*Document section:*
^^^^^^^^^^^^^^^^

Thanks Gears. Yeah, I’m quite confident that we cannot rely on scaling being a mandatory part of advances in order to monitor the AGI landscape. I believe dangerously potent advances can come from small research groups working with garage-hobbyist compute. I also think that scaling without algorithmic innovation can also lead to dangerously potent advances. And some combination of the two can also work. There are many paths to AGI, and we can’t effectively ward against it by guarding just the most expensive and obvious paths while ignoring the darker quieter paths out of the limelight.
Can I get some insights on this? My feeling is that while the human brain runs on very little energy, so does a LLM in operation, right now. The training of an LLM is the energy consuming part, but the human equivalent of that would be the (much more expensive!) years and years of learning and education of all sorts needed before becoming a competent adult. Do we have any stronger arguments to believe that there are theoretically much lower (or no bounds at all!) to training even a full AGI?
I think there are lower bounds in practice. Unsure if in theory. My personal estimate (which I outline in a report I’ve decided not to share because it gives too clear a roadmap), based on extensive research and months of careful thought and discussion with multiple experts, is that the practical lower bound on current technology is somewhere around 5-10k USD. I expect this practical lower bound to drop by a factor of about 10x over the next 5 years.

^^^^^^^^^^^^^^^^

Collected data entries
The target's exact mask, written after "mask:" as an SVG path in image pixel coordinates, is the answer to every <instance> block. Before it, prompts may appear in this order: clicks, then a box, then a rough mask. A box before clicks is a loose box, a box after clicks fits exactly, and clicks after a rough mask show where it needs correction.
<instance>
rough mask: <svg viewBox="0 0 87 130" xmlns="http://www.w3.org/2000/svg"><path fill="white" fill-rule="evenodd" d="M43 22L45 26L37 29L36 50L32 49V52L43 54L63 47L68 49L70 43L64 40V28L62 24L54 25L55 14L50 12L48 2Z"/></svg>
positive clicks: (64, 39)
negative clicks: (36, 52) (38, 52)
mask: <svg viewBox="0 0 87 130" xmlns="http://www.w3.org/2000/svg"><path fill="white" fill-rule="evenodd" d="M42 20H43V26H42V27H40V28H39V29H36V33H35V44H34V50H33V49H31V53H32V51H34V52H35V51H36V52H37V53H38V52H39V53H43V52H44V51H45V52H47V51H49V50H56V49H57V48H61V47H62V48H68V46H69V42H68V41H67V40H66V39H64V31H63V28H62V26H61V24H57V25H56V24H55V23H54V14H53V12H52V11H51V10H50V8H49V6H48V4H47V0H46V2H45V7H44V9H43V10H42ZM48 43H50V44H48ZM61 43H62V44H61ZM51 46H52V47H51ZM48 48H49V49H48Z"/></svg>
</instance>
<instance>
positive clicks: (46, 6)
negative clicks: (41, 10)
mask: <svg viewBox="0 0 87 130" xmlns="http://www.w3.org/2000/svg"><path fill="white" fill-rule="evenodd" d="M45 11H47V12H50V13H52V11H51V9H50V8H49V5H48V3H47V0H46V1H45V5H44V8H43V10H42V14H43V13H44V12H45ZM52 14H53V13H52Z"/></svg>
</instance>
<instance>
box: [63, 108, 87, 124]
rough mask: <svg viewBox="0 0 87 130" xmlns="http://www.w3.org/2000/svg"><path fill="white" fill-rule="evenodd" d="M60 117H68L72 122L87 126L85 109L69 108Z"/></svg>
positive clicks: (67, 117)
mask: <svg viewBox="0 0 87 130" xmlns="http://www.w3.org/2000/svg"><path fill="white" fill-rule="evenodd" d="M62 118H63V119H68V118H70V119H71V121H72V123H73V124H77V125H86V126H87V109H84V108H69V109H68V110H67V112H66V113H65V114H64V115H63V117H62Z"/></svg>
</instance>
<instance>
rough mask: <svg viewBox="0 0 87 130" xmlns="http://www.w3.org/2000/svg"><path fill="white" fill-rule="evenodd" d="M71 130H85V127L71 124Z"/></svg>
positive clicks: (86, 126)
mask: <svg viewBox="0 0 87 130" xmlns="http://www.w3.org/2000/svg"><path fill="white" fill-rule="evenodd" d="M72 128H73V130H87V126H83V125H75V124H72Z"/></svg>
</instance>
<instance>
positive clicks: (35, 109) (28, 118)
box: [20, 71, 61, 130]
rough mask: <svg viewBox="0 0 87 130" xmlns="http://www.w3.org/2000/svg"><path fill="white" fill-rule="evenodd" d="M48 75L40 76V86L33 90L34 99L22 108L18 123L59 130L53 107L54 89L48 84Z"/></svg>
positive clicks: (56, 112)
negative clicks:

^^^^^^^^^^^^^^^^

*Exercise objective:* Carry on the forum thread about the cost of training AGI, starting after its final sentence.

*Answer space:*
That’s a lower bound given a very high level of algorithmic improvements. A more moderate level of algorithmic improvements would get you to something more like 100-200k USD.
Here’s one insight for you. The human brain is forced to start from mostly scratch, just a bunch of genetically-hardwired long range connections with random local connections. Neural networks can be initialized. The better we are able to interpret and distill existing large powerful neural nets, the more easily we can cheaply initialize smaller cheaper neural nets to jump-start them. Look at the recent news around the Alpaca model. That’s just the beginning. This paradigm can be taken further.
Are AI scientists that you know in a pursuit for AGI or more powerful narrow AI systems?
As someone who is knew to this space I’m trying to simply wrap my head around the desire to create AGI, which could be intensely frightening and dangerous to the developer of such system.
I mean not that many people are hell bent on finding the next big virus or developing the next weapon so I don’t see why AGI is as inevitable as you say it is. Thus I suppose developers of these systems must have a firm belief there are very little dangers attached to developing a system some 2-5x general human intelligence.
If you happen to be one of these developers could you perhaps share with me the thesis behind why you feel this way or at least the studies, papers, etc that gives you assurance what you’re doing is largely beneficial to society as a whole and safe.
There are a lot of groups pursuing AGI. Some claiming that they are doing so with the goal of benefiting humanity, some simply in pursuit of profit and power. Indeed, the actors I personally am most concerned about are those who are relatively selfish and immoral as well as self-confident and incautious, and sufficiently competent to at least utilize and modify code published by researchers. Those who think they can dodge or externalize-to-society the negative consequences and reap the benefits, who don’t take the existential risk stuff seriously. You know what I mean. The L33T |-|ACKZ0R demographic.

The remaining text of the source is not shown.